Top of Source data

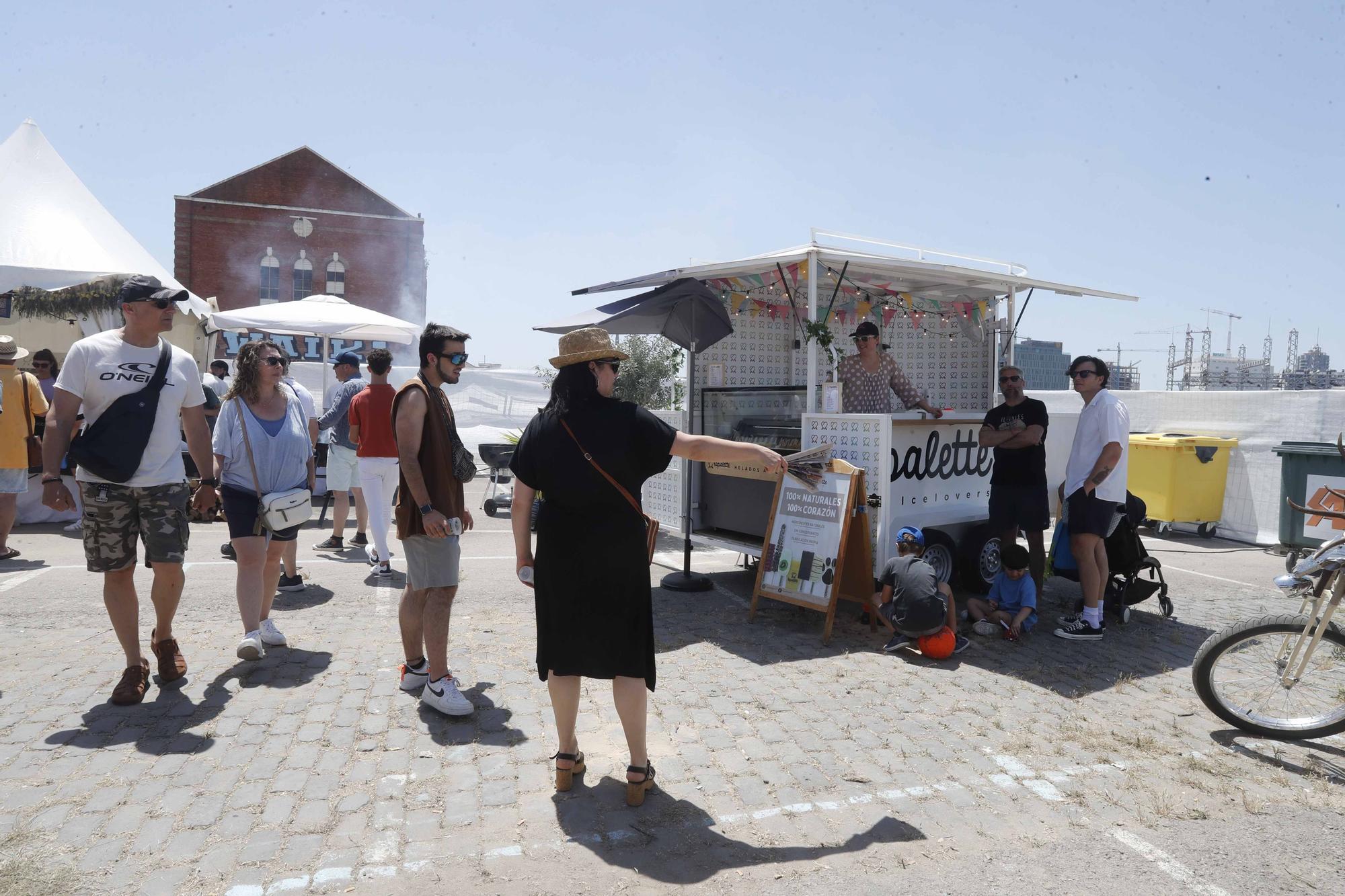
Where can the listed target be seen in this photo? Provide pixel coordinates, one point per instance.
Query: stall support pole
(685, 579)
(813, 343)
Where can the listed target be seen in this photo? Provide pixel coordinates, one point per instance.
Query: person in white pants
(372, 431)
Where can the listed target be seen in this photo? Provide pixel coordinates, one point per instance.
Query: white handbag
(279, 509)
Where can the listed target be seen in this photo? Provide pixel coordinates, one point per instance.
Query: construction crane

Bottom of Source data

What you are asked to do
The answer must reproduce every line of the records above exactly, with all pictures left out.

Finished task
Where can the listed target be seen in this photo? Provide pixel coordinates, one point per instance.
Query: stall support pole
(685, 579)
(813, 343)
Where can the listed target be seen in this photo? Provide pixel coordinates, one point per instance.
Query: person in white pants
(372, 431)
Where can the listed target be seen in this photo? Provide pixel coordinates, one point per instance.
Query: white handbag
(279, 509)
Where can the listed target be seen in this photo? Provide pixel coordinates, one point per instance.
Query: construction crane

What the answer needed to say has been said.